Reproduce the entries as a numbered list, from the first line through the line containing "positive clicks: (207, 345)", skipping any blank lines.

Saved data entries
<<<<
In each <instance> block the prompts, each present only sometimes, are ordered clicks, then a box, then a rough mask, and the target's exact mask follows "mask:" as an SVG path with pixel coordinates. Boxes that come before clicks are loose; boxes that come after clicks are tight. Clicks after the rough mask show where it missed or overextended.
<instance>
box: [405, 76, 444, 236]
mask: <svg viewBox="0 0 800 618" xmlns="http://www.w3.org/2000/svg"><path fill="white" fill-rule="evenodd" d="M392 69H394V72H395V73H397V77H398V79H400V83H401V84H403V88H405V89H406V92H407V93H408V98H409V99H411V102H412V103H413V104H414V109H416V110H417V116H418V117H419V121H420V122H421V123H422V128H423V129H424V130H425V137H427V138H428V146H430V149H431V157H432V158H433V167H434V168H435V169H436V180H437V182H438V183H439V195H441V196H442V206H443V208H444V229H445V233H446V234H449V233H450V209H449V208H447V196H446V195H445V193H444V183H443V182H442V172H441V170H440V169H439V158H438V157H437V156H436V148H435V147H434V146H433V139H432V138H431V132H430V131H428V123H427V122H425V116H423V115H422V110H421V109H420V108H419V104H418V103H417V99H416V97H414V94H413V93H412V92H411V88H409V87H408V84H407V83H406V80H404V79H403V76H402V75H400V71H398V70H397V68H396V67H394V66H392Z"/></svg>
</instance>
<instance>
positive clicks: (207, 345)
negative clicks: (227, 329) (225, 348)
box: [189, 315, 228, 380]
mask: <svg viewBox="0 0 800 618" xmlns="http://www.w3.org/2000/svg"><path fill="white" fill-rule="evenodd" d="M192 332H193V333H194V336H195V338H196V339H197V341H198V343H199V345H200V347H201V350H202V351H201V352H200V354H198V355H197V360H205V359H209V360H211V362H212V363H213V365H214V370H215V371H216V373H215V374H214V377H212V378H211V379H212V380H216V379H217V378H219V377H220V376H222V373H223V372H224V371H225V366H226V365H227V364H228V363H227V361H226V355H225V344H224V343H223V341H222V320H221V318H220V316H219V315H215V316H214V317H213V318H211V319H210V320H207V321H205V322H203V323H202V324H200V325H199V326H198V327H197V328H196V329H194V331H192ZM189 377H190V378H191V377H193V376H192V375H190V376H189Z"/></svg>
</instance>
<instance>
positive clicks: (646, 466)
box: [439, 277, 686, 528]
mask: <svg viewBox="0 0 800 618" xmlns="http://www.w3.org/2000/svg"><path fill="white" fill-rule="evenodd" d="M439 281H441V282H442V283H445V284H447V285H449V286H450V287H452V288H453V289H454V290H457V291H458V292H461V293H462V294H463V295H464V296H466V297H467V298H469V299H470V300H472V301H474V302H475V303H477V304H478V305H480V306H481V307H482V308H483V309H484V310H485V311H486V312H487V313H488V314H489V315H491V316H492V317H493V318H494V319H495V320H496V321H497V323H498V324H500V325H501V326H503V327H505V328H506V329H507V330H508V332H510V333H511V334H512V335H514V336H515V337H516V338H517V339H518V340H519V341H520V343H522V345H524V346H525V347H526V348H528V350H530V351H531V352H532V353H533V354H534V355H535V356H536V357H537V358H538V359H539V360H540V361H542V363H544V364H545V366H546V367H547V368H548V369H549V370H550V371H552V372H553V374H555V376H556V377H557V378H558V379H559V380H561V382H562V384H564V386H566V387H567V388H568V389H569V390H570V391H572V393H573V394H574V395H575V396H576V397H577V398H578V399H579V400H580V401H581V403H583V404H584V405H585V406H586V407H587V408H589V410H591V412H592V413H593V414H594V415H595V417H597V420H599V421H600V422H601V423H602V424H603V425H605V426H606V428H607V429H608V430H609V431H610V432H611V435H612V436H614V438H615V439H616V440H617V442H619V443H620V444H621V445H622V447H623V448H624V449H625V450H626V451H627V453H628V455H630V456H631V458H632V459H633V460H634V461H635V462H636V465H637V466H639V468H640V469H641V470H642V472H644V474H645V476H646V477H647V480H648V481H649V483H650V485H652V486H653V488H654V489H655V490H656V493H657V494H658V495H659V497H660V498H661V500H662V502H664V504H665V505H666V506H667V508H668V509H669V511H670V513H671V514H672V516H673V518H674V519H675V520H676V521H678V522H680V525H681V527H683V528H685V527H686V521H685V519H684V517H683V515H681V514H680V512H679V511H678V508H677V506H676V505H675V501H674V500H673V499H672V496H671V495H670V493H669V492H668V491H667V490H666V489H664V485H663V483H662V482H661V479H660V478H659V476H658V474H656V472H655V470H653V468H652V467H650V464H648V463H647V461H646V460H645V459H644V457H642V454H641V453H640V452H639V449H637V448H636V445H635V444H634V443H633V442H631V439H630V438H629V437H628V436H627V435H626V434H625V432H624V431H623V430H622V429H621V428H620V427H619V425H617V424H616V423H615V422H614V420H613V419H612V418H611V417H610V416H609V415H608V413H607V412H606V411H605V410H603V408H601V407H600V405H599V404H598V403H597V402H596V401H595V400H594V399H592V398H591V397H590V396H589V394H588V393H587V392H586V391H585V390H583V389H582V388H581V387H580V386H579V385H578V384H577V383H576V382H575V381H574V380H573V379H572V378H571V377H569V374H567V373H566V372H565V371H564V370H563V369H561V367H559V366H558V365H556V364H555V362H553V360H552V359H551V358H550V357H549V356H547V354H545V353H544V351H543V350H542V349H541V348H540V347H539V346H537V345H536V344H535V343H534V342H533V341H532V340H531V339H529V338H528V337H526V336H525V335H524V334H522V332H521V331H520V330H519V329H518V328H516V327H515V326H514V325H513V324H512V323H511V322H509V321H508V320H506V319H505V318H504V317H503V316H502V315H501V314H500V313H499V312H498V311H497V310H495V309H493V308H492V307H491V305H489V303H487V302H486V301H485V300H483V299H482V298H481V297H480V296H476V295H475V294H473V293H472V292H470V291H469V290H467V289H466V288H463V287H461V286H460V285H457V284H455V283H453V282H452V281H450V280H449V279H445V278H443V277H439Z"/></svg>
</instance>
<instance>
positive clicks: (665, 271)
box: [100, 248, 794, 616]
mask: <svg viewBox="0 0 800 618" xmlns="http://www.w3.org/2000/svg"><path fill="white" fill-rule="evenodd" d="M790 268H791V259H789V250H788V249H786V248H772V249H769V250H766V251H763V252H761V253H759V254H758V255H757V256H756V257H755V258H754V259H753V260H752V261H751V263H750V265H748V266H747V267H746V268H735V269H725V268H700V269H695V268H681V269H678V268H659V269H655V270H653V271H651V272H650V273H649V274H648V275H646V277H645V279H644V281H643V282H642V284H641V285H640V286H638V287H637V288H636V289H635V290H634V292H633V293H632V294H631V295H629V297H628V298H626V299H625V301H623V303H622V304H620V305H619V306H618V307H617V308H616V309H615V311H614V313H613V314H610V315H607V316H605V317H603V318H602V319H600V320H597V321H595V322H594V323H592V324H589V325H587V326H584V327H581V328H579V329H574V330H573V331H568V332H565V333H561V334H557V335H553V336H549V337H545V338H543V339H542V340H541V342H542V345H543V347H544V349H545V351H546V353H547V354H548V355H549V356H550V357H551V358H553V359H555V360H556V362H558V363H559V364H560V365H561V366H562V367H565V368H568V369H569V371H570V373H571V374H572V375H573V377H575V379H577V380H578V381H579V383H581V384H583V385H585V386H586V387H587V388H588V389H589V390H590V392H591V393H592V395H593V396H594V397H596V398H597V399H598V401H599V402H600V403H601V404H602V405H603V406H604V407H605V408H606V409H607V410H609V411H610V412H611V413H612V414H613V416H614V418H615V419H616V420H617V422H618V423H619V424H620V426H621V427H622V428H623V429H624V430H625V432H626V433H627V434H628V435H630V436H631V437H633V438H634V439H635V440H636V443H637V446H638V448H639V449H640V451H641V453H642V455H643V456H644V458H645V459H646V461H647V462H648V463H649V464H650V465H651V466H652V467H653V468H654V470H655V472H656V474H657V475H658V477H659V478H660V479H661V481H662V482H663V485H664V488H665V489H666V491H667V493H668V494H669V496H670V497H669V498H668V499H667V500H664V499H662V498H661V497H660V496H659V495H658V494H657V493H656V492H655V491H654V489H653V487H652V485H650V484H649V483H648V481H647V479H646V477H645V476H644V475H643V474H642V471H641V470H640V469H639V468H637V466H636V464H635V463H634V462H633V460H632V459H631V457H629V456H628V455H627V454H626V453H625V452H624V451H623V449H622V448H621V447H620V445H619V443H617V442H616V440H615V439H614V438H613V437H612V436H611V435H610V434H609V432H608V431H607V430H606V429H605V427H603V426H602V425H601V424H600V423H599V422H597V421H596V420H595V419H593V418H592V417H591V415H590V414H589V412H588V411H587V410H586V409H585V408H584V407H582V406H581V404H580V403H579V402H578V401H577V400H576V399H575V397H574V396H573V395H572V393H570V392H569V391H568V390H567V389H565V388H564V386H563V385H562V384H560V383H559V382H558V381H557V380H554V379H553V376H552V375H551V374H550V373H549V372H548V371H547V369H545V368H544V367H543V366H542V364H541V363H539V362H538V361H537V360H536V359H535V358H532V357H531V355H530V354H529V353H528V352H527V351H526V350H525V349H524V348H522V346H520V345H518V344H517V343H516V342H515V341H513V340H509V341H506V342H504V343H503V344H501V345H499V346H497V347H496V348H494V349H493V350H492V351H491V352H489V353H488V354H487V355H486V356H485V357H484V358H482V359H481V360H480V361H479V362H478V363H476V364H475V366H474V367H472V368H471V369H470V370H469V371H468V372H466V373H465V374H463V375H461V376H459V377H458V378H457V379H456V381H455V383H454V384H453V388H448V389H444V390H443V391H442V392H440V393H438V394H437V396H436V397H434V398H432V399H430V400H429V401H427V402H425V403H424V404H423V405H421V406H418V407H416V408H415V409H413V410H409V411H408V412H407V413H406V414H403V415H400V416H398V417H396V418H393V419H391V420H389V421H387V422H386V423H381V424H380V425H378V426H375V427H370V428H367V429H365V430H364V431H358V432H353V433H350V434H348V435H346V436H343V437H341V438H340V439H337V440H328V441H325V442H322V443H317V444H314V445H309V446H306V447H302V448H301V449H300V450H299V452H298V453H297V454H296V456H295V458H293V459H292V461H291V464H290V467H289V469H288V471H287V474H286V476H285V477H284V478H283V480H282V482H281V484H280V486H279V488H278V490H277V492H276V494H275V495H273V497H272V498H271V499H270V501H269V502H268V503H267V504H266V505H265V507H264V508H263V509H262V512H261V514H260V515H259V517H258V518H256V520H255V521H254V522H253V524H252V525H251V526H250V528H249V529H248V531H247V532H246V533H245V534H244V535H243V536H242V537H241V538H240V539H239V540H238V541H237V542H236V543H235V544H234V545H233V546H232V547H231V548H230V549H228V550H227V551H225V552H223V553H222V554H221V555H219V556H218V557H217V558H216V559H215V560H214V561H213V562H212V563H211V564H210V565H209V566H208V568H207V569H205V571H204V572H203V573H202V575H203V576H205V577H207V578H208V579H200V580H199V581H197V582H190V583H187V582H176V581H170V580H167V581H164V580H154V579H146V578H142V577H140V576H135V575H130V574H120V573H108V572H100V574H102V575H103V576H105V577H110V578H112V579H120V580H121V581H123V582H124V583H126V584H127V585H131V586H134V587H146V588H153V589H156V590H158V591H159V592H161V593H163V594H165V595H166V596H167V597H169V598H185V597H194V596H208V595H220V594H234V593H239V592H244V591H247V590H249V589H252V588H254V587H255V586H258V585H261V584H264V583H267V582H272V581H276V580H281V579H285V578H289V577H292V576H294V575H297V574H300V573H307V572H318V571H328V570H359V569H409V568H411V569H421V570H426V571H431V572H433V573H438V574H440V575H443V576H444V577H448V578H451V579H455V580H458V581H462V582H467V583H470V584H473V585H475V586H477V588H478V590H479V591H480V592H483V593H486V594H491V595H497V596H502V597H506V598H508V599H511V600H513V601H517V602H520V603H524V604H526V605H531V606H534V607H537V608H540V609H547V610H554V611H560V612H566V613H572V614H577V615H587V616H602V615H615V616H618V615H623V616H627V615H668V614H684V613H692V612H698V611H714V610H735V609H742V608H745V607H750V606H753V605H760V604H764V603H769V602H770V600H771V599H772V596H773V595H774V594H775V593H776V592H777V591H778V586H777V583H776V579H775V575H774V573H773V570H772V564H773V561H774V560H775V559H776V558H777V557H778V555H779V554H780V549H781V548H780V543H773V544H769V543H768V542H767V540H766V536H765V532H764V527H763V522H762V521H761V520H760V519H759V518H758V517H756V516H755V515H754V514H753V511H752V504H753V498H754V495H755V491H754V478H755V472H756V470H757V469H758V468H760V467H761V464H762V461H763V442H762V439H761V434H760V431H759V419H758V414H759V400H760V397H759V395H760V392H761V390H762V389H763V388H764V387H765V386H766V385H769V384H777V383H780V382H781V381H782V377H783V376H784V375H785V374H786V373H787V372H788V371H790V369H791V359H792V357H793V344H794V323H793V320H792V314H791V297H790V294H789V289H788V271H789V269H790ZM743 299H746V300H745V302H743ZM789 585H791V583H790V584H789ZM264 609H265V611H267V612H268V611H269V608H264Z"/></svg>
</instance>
>>>>
» **EXERCISE RESULT**
1. In each <instance> block the prompts, each present only sometimes, are ordered clicks, then a box, then a rough mask, and the target's exact mask follows "mask:" as an SVG path with pixel coordinates. Boxes that come before clicks are loose; boxes that come after clicks are tight. Clicks after the rough mask show where it missed or overextended.
2. <instance>
3. box: [405, 76, 444, 236]
4. mask: <svg viewBox="0 0 800 618" xmlns="http://www.w3.org/2000/svg"><path fill="white" fill-rule="evenodd" d="M392 69H394V72H395V73H397V77H398V79H400V83H401V84H403V88H405V89H406V92H407V93H408V98H409V99H411V102H412V103H413V104H414V109H416V110H417V116H418V117H419V121H420V122H421V123H422V128H423V129H424V130H425V137H427V138H428V146H430V149H431V157H432V158H433V167H434V168H435V169H436V180H437V182H438V183H439V195H441V196H442V206H443V208H444V229H445V233H446V234H449V233H450V209H449V208H447V196H446V195H445V193H444V183H443V182H442V172H441V170H440V169H439V158H438V157H437V156H436V148H435V147H434V146H433V139H432V138H431V132H430V131H428V123H427V122H425V116H423V115H422V110H421V109H420V108H419V104H418V103H417V99H416V97H414V94H413V93H412V92H411V88H409V87H408V84H407V83H406V80H404V79H403V76H402V75H400V71H398V70H397V68H396V67H394V66H392Z"/></svg>
5. </instance>
6. <instance>
7. positive clicks: (207, 345)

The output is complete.